Selected text -
The kids all dutifully rubbed the back of their hands. I was slack jawed staring at the kids, 8 and 9 year-olds mind you, preparing myself for her next imparting of wisdom.  "So say it with me boys and girls ... it takes a brain, the size of the animal, to tan the skin."  This phrase was said three times, accompanied with hand gestures I can only imagine from the book of American Sign Carnage Language.  "How big is the brain of a mouse?" (Drapes herself with a mouse fur.) "How big is the brain of a buffalo?!" (Points out the buffalo skin draping the stairs.)  "To get the skin soft the pioneers would take the brain of the animal, grind it in a bowl (she makes grinding motion), and rub it into the skin of the animal.  This was the women's job (of course it was, man kills, you retrieve, remove the fur, now women are grinding the brains into the skin, of course) to do.  But the brains were very stinky (uh, now we're using a third grade word, stinky?) so they would grind them into the skin, fold up the skin, and bury it in the dirt so it would stop smelling."

Lines of data
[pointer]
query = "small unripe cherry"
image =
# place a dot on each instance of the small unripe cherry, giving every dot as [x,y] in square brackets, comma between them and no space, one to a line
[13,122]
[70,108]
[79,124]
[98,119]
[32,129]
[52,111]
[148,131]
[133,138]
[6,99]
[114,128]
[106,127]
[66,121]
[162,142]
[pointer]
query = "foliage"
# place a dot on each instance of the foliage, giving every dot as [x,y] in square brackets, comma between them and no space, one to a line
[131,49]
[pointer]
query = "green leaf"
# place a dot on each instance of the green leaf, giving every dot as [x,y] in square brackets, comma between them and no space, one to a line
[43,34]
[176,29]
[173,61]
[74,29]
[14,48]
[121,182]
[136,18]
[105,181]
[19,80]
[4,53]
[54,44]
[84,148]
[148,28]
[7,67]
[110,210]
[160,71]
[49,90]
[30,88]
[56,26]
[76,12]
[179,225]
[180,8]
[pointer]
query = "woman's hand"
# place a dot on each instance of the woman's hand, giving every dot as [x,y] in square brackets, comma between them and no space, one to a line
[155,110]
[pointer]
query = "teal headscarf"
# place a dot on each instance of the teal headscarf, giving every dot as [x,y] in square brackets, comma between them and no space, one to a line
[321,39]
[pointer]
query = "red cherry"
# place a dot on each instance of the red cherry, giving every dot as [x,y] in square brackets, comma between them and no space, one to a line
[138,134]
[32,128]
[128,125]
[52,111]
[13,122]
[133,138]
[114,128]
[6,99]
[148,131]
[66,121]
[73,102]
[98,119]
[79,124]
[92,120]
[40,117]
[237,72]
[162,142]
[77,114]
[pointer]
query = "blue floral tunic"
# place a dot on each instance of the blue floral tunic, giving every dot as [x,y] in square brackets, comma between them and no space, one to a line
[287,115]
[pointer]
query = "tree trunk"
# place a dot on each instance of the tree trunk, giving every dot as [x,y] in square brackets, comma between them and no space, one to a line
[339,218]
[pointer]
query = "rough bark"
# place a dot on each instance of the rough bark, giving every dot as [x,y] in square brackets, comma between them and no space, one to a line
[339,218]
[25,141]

Challenge 1 - Translate this sentence from the passage about brain tanning into Spanish: "The kids all dutifully rubbed the back of their hands."
Challenge 2 - Extend the passage about brain tanning by a few sentences, picking up right after its final sentence.
These rows have no connection to the passage about brain tanning.

Task answer 1 - Todos los niños se frotaron obedientemente el dorso de las manos.

Task answer 2 -
Let's review.  Man kills animal and comes back to the homestead.  "Woman, I killed an animal, it's 40 paces out, go get it."  Woman, "okay."  Women then skins it, cleans it, de-furs it, grinds it's brains, rubs it's brains into it, buries it in the dirt.  You with me?  You puking yet?  You a vegan yet?  I'm considering complete veganism at this point.  I looked at the mom next to me and she whispered, "I could have gone my whole life and not known this."  I whispered back, "just get through it, this can't be much longer."  PWMP then detailed out the "final" process. 

After a YEAR, not a typo, a YEAR, remove the nasty smelly mess from the ground.  Clean it.  Is it cloth yet?  Nope.  It's at this point it's still "not flexible".  PWMP explained to the kids the skin had to be "worked" to become pliable.  If they were Eskimos, she explained, the women Eskimos would then put this filthy mess in their mouth and chew it into submission and pliability thus explaining the national geographic photos of elderly Eskimo women with nubby stubs where teeth had been.  All that skin chewing takes a toll on the teeth.  Sick.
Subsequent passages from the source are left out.